◆ **Extract provided**:
What’s more, over the past several years researchers have found evidence a person’s genetic make-up plays a larger role in Parkinson's disease than previously realized. And scientists are working to identify genes associated with the development of Parkinson’s disease.
When is Parkinson's disease hereditary?
So far, researchers have found some rare instances where Parkinson's disease appears to be caused by a single genetic mutation that is passed from generation to generation, resulting in Parkinson's disease seeming to “run” in an extended family.
One genetic pattern identified with familial Parkinson’s disease is autosomal dominant — meaning it takes only one altered copy of a specific gene (LRRK2 and SNCA are examples of these identified genes) in a person to cause Parkinson’s disease. However, this is a rare type of PD, believed to cause only one to two percent of Parkinson’s cases, according to the Parkinson’s Foundation. Another genetic variation involving the presence of two altered copies of certain genes (PARK7, PINK1, PRKN) is now known to cause PD is some people, too.
Zeroing in on Parkinson’s disease and heredity
National Institute of Aging investigator Andrew Singleton, PhD, headed a research team of American and European scientists who studied data from more than 33,000 volunteers to search for genetic variations associated with developing Parkinson’s disease. They found five new genetic regions linked to Parkinson’s, and the researchers also confirmed six previously identified genetic variations that appear to raise the risk for PD.
"Up until just 10 or 15 years ago, the field did not think genetics played much of a role in the development of Parkinson's disease," Singleton explained. "This work not only increases our understanding of how genes are involved in the disease process, but with more research, may one day result in the development of better diagnostics and therapeutic interventions for this debilitating disease."
Of course, not everyone who has these genetic variations develops Parkinson’s disease — in fact, most don’t. So scientists are looking into how genetic factors plus exposure to one or more environmental factors, such as pesticides or other neurotoxins, might be what triggers many cases of Parkinson’s disease, according to the Michael J. Fox Foundation for Parkinson’s Research.

Data pulled from a collection:
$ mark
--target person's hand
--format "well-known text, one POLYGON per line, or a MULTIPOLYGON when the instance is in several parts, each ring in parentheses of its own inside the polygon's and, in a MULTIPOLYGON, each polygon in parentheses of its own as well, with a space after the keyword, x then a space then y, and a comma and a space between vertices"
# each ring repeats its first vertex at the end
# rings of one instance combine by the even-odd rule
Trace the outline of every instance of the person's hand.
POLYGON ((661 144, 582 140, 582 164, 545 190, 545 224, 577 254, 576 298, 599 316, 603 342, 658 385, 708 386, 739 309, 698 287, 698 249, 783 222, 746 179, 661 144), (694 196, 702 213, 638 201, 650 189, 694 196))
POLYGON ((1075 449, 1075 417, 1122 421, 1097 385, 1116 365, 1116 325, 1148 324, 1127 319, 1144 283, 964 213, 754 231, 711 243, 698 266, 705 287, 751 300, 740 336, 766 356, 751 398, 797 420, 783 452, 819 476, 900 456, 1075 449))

◆ **Task requirements**:
a) In the Parkinson's article, how many volunteers supplied the data that Andrew Singleton's research team studied?
b) Write out everything in the Parkinson's article from "What’s more, over" down to "an extended family.".

◆ **Results of the exercise**:
a) More than 33,000 volunteers.

b)
What’s more, over the past several years researchers have found evidence a person’s genetic make-up plays a larger role in Parkinson's disease than previously realized. And scientists are working to identify genes associated with the development of Parkinson’s disease.
When is Parkinson's disease hereditary?
So far, researchers have found some rare instances where Parkinson's disease appears to be caused by a single genetic mutation that is passed from generation to generation, resulting in Parkinson's disease seeming to “run” in an extended family.